# TEXT EXTRACT
Exhibit 2.5
LICENSE AGREEMENT
THIS LICENSE AGREEMENT (the
“Agreement”) is made and entered into as of
August 5, 2005 (“Effective Date”) by and among
DPAC Technologies Corp., a California corporation
(“DPAC”), Development Capital Ventures LP, a Delaware
limited partnership (“DCV”) and QuaTech, Inc., an
Ohio corporation (“QuaTech”).
BACKGROUND
WHEREAS, DPAC is a technology
company that provides embedded wireless networking and connectivity
products for machine-to-machine communication
applications;
WHEREAS, QuaTech is an industry
performance leader in device networking and connectivity
solutions;
WHEREAS, DCV is a significant
shareholder of QuaTech;
WHEREAS, DCV desires to
simultaneously herewith and in partial consideration of the
execution and delivery of this Agreement, receive a convertible
note issued by DPAC (the “Note”), and DCV shall loan
DPAC Five Hundred Thousand ($500,000) pursuant to the terms of the
Note;
WHEREAS, DPAC owns certain
technology and know-how relating to embedded wireless networking
and connectivity products;
WHEREAS, DPAC and QuaTech are
parties to that certain Agreement and Plan of Reorganization
whereby DPAC would acquire QuaTech by merger, with the shareholders
of QuaTech, including DCV, obtaining a controlling interest in DPAC
(the “Merger Agreement”);
WHEREAS, DPAC and QuaTech desire to
amend the Merger Agreement and simultaneously herewith and in
partial consideration of the execution and delivery of this
Agreement, are entering into that certain First Amendment to the
Agreement and Plan of Reorganization of even date herewith (the
“Amendment”);
WHEREAS, in connection with and in
furtherance of the Amendment, DPAC desires to grant to DCV an
exclusive, worldwide, perpetual sublicenseable right and license to
manufacture, have manufactured, develop, market and sell the
Products and the Technology; and
WHEREAS, DCV desires to sublicense
its rights hereunder to QuaTech.
NOW, THEREFORE, pursuant to the
mutual covenants set forth herein, and for other good and valuable
consideration, the receipt and sufficiency of which are hereby
acknowledged, the parties agree as follows:
1.
DEFINITIONS.
The following terms when used herein
shall have the following meanings:
1.1
“Intellectual Property
Rights” means any and all patents, patent applications,
patent registrations, business processes, data rights, copyrights,
trade names, trademarks, trade secrets, or any other intellectual
property right, whether registered or unregistered, arising or
enforceable under U.S. law
or the law of any other jurisdiction or
international treaty regime related to the Technology and the
Products.
1.2
“Know-how” means any and
all confidential and proprietary information that is owned or
controlled by DPAC as of the Effective Date and during the term of
this Agreement, that is necessary or useful for the development,
manufacture, use, sale, or offer for sale of the Products and the
Technology, including, but not limited to, trade secrets, know-how,
techniques, methods, test data and results and designs.

# WHAT IS NEEDED
According to the license agreement, why does DPAC want to grant DCV the exclusive, worldwide license to the Products and the Technology?

Some entries
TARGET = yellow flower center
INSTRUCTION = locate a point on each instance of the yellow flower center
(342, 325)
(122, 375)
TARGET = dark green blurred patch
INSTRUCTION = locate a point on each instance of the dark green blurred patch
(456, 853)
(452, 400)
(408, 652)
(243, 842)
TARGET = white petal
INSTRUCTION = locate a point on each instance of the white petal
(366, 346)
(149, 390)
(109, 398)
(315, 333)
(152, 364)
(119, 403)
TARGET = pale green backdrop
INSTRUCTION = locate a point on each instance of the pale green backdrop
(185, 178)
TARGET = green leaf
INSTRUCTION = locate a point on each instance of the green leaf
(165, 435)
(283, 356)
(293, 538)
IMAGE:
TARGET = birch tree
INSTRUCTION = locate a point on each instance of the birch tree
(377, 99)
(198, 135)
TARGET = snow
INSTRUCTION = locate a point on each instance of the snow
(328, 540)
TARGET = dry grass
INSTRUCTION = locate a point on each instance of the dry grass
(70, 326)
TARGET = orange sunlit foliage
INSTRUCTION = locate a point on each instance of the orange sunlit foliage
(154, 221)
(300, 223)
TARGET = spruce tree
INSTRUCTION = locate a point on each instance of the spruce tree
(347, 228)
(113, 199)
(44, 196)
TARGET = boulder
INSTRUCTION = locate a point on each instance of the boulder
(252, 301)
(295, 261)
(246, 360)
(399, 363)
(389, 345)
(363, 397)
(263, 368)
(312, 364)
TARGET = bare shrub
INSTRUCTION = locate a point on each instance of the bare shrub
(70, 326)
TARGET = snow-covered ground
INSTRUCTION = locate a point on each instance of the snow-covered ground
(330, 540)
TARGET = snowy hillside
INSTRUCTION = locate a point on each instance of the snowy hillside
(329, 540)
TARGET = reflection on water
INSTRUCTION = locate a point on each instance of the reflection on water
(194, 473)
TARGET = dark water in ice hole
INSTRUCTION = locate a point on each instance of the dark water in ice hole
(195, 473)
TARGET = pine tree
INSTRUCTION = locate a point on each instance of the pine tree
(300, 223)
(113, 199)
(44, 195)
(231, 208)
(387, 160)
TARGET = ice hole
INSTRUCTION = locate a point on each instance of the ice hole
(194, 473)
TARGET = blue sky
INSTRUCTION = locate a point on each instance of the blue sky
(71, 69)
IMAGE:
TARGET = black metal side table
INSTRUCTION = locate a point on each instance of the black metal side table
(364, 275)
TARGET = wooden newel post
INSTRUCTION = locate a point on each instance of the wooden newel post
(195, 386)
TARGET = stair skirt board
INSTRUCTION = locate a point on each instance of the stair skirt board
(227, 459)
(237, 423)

# WRITTEN REPLY
DPAC wants to grant the license in connection with and in furtherance of the Amendment. That is the First Amendment to the Agreement and Plan of Reorganization, which DPAC and QuaTech are entering into to amend the Merger Agreement.